§ BRANO:
>>>>

Il punto ora è cercare di confrontare l’impostazione materialistica di Bogdanov, purtuttavia già olistica e meno radicata nel dogma della DiaMat, con le argomentazioni di Florenskij che ricomprendono la natura nel suo essere evento, ma in un’accezione anche spirituale, proprio per l’idealismo che propose, ben diverso peraltro da quello della filosofia trascendentale tedesca, nel rifuggire qualsiasi immanentismo. La stessa natura naturans sarebbe rivelatrice di un’esistenza ulteriore rispetto a quella sostanziale e pone di fronte ad una relazione intrinseca che si apre all’assoluto e al trascendente, una relazione che si fonda, come affermava Solovev, su un legame di amore: agape.5 Certamente anche Florenskij affermerebbe che l’essenza6 è meno comprensiva della realtà in atto e in processo, della storia universale della natura. C’è difatti un’interrelazione essenziale tra uomo e natura, che ricomprenda la stessa noosfera come affermava Vernadskiij.

<<<<

§ I DATI:
>>>>

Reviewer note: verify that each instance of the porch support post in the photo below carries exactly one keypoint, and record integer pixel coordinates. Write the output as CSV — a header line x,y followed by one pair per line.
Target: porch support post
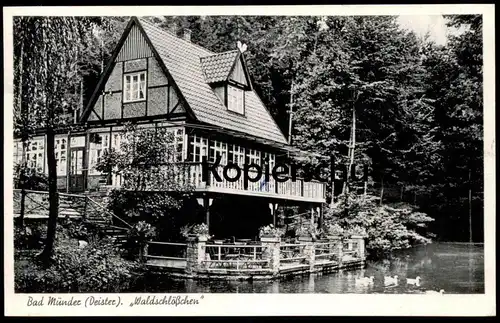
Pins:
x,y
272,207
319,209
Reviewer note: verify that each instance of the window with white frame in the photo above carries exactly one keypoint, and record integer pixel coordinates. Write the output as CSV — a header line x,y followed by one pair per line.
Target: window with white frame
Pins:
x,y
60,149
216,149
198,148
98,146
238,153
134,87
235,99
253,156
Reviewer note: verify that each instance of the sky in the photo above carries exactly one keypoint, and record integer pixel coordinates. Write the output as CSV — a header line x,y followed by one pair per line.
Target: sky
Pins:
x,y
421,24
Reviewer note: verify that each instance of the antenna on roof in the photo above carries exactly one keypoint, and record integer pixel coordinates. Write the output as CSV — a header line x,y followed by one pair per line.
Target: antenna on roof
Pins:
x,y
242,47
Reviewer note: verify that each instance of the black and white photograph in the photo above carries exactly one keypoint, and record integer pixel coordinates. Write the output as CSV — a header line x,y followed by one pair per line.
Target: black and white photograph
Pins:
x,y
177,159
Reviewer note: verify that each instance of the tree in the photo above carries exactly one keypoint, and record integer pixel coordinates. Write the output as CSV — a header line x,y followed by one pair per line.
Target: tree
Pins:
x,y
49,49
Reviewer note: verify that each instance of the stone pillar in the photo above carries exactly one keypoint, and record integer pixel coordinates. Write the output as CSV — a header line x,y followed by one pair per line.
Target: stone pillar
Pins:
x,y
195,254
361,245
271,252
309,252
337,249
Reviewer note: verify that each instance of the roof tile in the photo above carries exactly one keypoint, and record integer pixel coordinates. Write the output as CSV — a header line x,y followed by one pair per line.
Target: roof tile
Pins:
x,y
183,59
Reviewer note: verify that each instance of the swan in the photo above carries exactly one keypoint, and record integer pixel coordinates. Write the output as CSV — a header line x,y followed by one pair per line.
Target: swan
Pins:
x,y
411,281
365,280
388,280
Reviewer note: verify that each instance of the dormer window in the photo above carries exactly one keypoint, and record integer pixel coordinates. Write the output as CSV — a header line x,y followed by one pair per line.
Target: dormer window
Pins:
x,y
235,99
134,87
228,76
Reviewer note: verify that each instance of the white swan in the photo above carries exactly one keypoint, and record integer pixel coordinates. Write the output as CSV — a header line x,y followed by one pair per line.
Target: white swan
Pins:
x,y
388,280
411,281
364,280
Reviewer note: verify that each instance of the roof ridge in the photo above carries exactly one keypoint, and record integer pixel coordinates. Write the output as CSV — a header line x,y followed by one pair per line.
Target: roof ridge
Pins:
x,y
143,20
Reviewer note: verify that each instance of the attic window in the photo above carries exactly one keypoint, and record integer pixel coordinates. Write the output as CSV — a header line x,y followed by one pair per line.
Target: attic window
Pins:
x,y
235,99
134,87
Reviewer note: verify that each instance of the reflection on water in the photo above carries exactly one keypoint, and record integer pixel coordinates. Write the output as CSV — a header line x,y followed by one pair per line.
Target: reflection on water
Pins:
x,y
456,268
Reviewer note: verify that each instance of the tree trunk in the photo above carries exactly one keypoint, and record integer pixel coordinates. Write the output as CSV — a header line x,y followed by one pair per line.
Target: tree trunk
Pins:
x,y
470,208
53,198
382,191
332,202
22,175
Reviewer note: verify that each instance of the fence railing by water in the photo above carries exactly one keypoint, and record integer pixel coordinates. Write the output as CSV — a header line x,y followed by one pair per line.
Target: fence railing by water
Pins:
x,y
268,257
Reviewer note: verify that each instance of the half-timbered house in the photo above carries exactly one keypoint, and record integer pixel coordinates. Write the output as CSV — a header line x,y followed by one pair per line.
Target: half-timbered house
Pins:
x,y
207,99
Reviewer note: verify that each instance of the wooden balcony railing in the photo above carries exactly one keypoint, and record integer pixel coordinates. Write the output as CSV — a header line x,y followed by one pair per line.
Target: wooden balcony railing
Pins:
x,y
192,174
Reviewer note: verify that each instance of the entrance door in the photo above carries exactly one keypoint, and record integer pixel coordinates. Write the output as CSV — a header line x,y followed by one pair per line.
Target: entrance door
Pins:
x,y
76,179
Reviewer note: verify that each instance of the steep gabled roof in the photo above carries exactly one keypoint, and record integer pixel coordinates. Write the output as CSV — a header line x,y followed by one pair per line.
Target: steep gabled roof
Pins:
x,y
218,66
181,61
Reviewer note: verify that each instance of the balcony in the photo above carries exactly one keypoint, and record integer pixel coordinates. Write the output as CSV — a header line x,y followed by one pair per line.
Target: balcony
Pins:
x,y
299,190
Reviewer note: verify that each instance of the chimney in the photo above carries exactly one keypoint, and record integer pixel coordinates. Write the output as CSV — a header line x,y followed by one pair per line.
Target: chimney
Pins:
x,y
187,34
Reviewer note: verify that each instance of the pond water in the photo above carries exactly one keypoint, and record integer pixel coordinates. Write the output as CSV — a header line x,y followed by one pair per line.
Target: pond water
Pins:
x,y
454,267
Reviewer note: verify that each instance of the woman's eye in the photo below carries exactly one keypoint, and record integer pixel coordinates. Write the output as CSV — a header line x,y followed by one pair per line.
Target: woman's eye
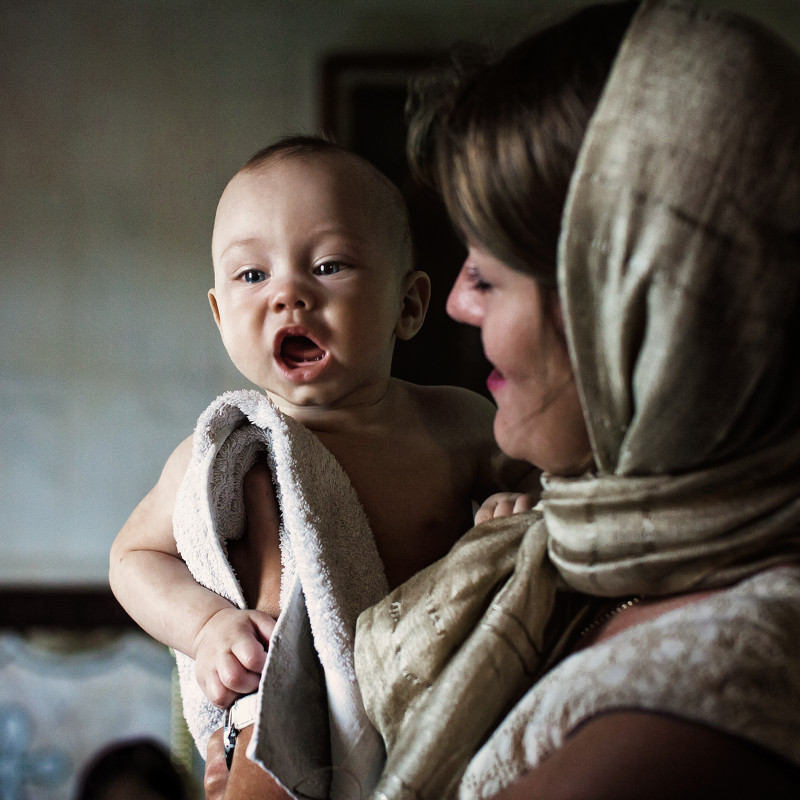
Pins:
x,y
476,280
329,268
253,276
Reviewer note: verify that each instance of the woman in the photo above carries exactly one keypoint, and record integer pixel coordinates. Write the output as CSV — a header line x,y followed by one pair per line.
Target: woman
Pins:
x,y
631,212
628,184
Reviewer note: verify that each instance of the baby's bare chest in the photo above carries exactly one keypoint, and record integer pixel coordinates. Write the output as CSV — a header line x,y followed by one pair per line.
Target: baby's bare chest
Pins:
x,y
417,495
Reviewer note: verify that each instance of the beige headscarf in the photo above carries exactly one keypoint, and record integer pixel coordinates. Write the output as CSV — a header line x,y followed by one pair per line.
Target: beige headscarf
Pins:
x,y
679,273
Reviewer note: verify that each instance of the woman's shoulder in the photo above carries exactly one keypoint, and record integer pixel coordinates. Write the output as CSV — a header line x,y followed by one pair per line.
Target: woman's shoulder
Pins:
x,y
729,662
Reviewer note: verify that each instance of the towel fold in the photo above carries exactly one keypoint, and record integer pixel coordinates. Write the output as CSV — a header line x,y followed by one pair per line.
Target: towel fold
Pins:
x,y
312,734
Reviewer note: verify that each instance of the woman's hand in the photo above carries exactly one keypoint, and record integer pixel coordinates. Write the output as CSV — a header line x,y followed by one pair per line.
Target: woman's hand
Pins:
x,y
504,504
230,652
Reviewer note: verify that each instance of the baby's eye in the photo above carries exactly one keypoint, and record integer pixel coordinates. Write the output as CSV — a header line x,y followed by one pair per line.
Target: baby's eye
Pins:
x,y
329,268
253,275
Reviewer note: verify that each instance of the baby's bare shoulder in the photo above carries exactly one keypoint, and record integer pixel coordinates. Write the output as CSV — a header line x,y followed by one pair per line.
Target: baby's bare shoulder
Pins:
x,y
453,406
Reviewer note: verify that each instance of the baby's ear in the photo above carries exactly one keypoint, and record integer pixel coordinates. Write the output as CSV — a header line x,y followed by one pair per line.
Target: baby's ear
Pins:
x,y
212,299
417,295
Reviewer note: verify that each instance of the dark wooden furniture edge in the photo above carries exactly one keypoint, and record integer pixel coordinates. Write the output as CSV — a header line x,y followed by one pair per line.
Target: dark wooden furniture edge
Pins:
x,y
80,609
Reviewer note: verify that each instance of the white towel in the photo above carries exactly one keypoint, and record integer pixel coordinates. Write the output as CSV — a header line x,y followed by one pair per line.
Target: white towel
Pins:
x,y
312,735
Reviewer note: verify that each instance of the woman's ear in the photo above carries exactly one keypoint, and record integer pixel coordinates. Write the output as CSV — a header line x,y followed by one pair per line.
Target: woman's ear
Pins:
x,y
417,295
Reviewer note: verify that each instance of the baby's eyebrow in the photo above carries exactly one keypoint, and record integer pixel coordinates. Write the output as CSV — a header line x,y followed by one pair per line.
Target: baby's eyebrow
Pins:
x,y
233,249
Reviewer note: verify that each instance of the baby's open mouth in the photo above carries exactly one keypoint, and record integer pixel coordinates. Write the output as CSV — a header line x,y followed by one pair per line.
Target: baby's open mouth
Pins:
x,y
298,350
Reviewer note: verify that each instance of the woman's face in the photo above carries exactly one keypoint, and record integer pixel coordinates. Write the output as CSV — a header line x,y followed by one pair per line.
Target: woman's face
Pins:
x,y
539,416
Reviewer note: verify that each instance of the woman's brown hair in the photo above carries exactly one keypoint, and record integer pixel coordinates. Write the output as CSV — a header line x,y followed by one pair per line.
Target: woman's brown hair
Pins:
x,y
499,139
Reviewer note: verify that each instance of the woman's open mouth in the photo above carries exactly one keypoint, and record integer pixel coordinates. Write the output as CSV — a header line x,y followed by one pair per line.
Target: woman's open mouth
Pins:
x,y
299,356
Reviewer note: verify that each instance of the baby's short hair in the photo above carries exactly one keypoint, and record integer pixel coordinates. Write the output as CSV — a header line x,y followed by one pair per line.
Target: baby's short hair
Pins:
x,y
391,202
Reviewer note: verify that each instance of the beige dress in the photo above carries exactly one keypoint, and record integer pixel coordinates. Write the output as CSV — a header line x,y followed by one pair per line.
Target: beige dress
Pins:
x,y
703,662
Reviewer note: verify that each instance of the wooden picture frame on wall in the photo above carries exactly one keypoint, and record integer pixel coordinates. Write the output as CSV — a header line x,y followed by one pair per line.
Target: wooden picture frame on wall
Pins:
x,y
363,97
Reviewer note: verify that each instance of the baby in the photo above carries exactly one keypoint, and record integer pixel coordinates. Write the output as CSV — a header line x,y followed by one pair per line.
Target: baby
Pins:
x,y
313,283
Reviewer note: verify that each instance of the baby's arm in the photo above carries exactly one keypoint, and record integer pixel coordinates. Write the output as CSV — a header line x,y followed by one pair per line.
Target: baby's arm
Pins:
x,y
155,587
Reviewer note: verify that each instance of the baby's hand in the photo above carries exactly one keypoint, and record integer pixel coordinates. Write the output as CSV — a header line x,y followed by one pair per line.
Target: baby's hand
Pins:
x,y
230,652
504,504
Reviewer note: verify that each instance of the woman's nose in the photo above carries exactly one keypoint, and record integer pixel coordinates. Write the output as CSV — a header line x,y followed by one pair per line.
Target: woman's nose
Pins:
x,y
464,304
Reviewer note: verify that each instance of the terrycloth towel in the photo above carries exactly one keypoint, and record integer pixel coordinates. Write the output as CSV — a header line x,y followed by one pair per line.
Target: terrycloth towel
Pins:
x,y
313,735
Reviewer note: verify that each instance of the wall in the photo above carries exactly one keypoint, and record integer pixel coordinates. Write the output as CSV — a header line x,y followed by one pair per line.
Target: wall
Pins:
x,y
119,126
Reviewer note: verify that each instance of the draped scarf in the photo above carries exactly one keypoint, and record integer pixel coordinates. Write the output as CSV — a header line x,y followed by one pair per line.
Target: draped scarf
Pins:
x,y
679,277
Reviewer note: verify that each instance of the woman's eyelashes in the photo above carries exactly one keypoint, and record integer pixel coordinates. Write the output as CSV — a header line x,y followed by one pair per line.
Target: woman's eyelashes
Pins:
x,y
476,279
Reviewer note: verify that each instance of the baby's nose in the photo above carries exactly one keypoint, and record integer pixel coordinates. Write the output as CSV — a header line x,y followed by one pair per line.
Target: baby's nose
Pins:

<<<<

§ COMPITO:
Per favore, prosegui il brano su Bogdanov e Florenskij dopo l'ultima frase riportata.

§ RISULTATO:
2.2. Produzione e organizzazione

La trascendenza in Florenskij è anche trascendenza storica: il corpo è sempre oltre sé stesso, si esibisce in un’estetica, che è estetica dell’atto e del fare, del poiein, c’è una gerarchia simbolica all’interno del fenomeno umano per Florenskij, che comprende il nesso tra Anima, Corpo e Immagine.7 Già ne La prospettiva rovesciata, a proposito delle opere d’arte, Florenskij affermò che l’archetipo si incarna e che la stessa nozione di prospettiva, storicamente, è ricavata dal Teatro, la cui radice deriva dal verbo greco theorein, vedere-contemplare. L’intera avventura della conoscenza sarebbe, con ciò, uno spettacolo e uno sviluppo dei nostri organi di senso nonché della nostra conoscenza, una proiezione di questi, una sorta di spirito oggettivo, un verbo che si incarna e diviene realtà materiale negli strumenti scientifici. C’è dunque una organo-proiezione del corpo, quale si compie con la tecnica che non fa altro che potenziare i sensi e le possibilità dell’uomo.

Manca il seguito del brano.